BEGIN Excerpted data

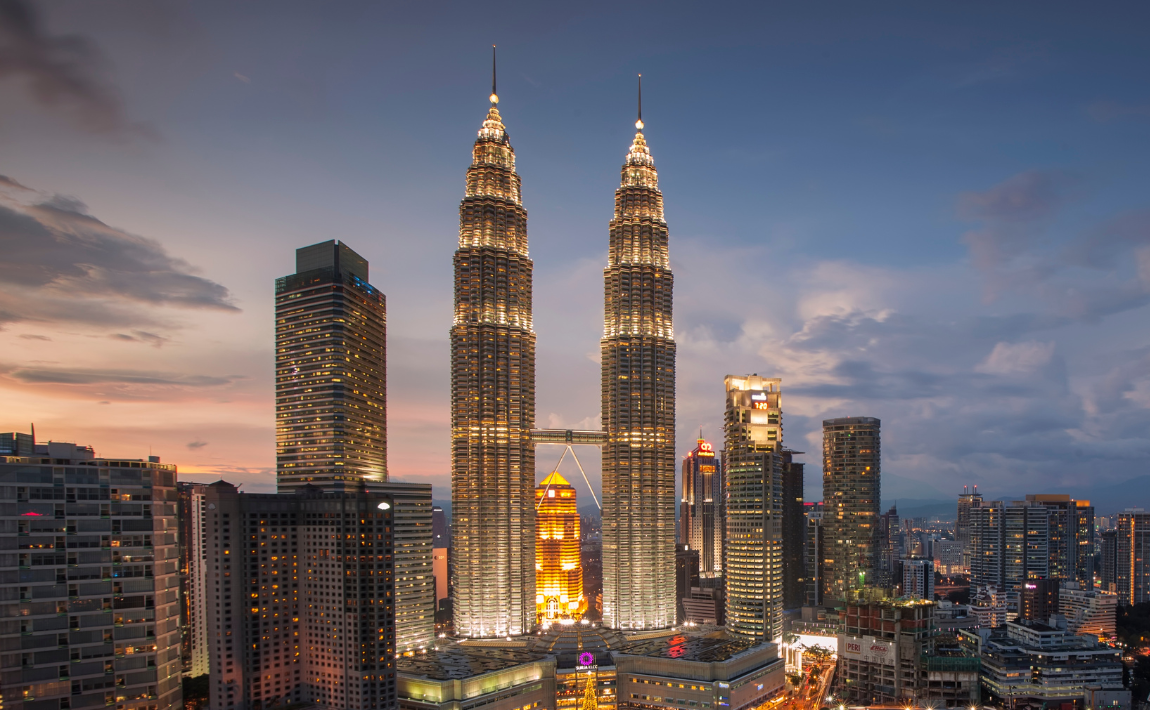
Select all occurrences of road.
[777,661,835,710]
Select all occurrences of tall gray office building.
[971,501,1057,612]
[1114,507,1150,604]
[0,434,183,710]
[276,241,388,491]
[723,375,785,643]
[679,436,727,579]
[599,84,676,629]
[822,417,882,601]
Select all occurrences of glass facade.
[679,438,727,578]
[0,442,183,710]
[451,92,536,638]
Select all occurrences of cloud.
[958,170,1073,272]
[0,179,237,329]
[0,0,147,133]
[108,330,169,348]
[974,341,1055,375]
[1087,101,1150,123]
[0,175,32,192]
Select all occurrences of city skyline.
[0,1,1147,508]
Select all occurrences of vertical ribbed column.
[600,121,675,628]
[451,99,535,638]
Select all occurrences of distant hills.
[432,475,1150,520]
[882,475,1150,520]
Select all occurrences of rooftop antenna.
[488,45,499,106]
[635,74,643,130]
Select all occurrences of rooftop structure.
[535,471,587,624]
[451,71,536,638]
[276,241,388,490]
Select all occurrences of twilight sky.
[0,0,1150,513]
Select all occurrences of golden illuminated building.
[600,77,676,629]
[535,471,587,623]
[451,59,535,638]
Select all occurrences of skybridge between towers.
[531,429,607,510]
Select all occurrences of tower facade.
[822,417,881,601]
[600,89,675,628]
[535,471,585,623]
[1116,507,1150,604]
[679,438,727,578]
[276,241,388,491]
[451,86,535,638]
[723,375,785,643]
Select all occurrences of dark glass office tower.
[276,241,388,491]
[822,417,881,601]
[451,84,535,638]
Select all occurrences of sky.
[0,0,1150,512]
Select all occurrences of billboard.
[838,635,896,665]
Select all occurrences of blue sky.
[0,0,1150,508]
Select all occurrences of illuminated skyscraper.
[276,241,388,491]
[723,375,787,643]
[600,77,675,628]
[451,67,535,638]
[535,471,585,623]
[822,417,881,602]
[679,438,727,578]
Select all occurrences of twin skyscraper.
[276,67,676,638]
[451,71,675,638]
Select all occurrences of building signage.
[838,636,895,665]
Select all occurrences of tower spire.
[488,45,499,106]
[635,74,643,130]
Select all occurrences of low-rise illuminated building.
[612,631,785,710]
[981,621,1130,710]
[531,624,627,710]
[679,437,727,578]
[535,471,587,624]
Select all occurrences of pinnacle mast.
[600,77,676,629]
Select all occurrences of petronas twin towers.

END Excerpted data

Aim: Revise the lines that begin at the one containing "Select all occurrences of tower spire." and stop after the last line, putting "low-level" in place of "low-rise" and leaving everything else as it is.

Answer to this problem:
Select all occurrences of tower spire.
[488,45,499,106]
[635,74,643,130]
Select all occurrences of low-level illuminated building.
[612,631,785,710]
[981,621,1130,710]
[531,624,627,710]
[679,437,727,578]
[535,471,587,624]
Select all occurrences of pinnacle mast.
[600,77,676,629]
Select all occurrences of petronas twin towers.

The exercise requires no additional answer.